Vaughn Hatton vies for Utah’s 2nd, willing to speak out, educate

ST. GEORGE — Vaughn Hatton, 27, of American Fork, is a 2014 Republican candidate seeking nomination for the U.S. House of Representatives to represent the 2nd Congressional District of Utah. Hatton is a student of accounting at Utah Valley University, while his passion lies in astrophysics, he said accounting delivers the safest path with job security.

It was shortly after President Obama was elected in 2008 that Hatton was drawn to politics. At the time he was astounded that the American people had voted based on the imagery and the emotions of politics based on a lack of political understanding, he said. Hatton decided that he wanted to become part of the solution to this dysfunction that he saw strewn across America.

“The question shouldn’t be: ‘Who do I have to vote for to get what I want in America?'” he said. “We want people to be looking inside themselves.”

His value of education was amplified during the time he spent teaching English to children in Korea. For a country such as Korea that has no natural resources, the only way for them to compete in the world is through education. It was in Korea that Hatton gained an understanding of how a successful culture views education. America needs to readjust the way it handles education, he said, and the current incentives of Common Core are not the answer.

“Common Core is based on a one-size-fits-all program that can’t work,” Hatton said. “The state has to have its own power because each state has different problems.”

The state of Utah needs solid and experienced representation in the U.S. Congress that reflects the aspirations and values of our state, not ideological divisions. Candidate Hatton is very inspired in his candidacy, said Dr. Joel A. Lewis, Dixie State University’s chair of the Department of History and Political Science.

“I praise any young person for engaging with the system, but he seems to lack specific policy proposals,” Lewis said. “If Hatton can transition his campaign from critiques of past politicians that lacked ‘substance and ideas’ by proposing his own policy initiatives, he will be able to give the incumbent Rep. Stewart an interesting challenge.”

As far as increasing the current minimum wage, Hatton said that he doesn’t agree with the establishment of a minimum wage at all because this enables people to feel satisfied with less. Americans should be asking themselves what they need to do to be worth more money, they should want to improve themselves, he said.

EXERCISE SET:
(A) Answer these questions using the article on Vaughn Hatton's candidacy:
(i) What does Hatton study, and at which university?
(ii) In what country did Hatton teach English to children?
(iii) What position does Dr. Joel A. Lewis hold?
(B) Summarize the article on Vaughn Hatton's candidacy in two sentences.
(C) Resume the article on Vaughn Hatton's candidacy after its final sentence and carry it forward.

DATA SHOWN:
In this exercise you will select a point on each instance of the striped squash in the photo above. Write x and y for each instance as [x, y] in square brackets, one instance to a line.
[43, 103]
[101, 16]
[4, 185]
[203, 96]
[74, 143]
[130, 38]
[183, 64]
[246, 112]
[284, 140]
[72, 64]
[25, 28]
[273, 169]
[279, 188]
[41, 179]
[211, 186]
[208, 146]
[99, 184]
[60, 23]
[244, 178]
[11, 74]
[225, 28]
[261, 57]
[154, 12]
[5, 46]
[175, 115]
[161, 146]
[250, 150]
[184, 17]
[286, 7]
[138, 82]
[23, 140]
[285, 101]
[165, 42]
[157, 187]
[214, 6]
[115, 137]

ANSWERS PROVIDED:
(A)
(i) Accounting, at Utah Valley University.
(ii) Korea.
(iii) Chair of the Department of History and Political Science at Dixie State University.

(B) Vaughn Hatton, a 27-year-old accounting student from American Fork, is seeking the 2014 Republican nomination for the U.S. House seat representing Utah's 2nd Congressional District, having been drawn to politics shortly after the 2008 presidential election. He opposes Common Core and the minimum wage, and Dr. Joel A. Lewis of Dixie State University praises his engagement but says he seems to lack specific policy proposals.

(C)
While Hatton agrees that the process of becoming an American citizen needs to be refined, he said that making any steps toward immigration laws is useless without first securing the borders and that there shouldn’t even be a discussion about illegal immigration until the borders have been secured.

“I would love to see a stronger economy in Mexico,” Hatton said. “But in Mexico they only have education and (required) grade levels up to the eighth grade (thereafter, available but not required). Their culture just doesn’t value education as much. We want people to be able to come here, work for awhile on visa and support their families. Let them do the jobs they like to do.”

The main thing that sets Hatton apart from the other Republican candidates is a willingness to express his voice to the American people, he said. When Republican ideas are allowed to flourish, the economy stabilizes and prosperity flows. On the other hand, when Democratic ideas are allowed to flourish, like in California or New York, you have people leaving and a shrinking economy. Taking a position and then explaining it to the people is essential rather than having a one-size-fits-all attitude with issues.

“A lot of Republicans feel that the best move is to stay quiet and not make any sudden moves,” Hatton said. “When the Democrats push (their policies) we ought to not be afraid to share our ideas. Stewart and I are very similar with our perspectives but he has been too quiet.”

“I love how technology improves our lives,” Hatton said. “GPS used to be prestigious and cost a thousand dollars to have, but now it’s available on phones.”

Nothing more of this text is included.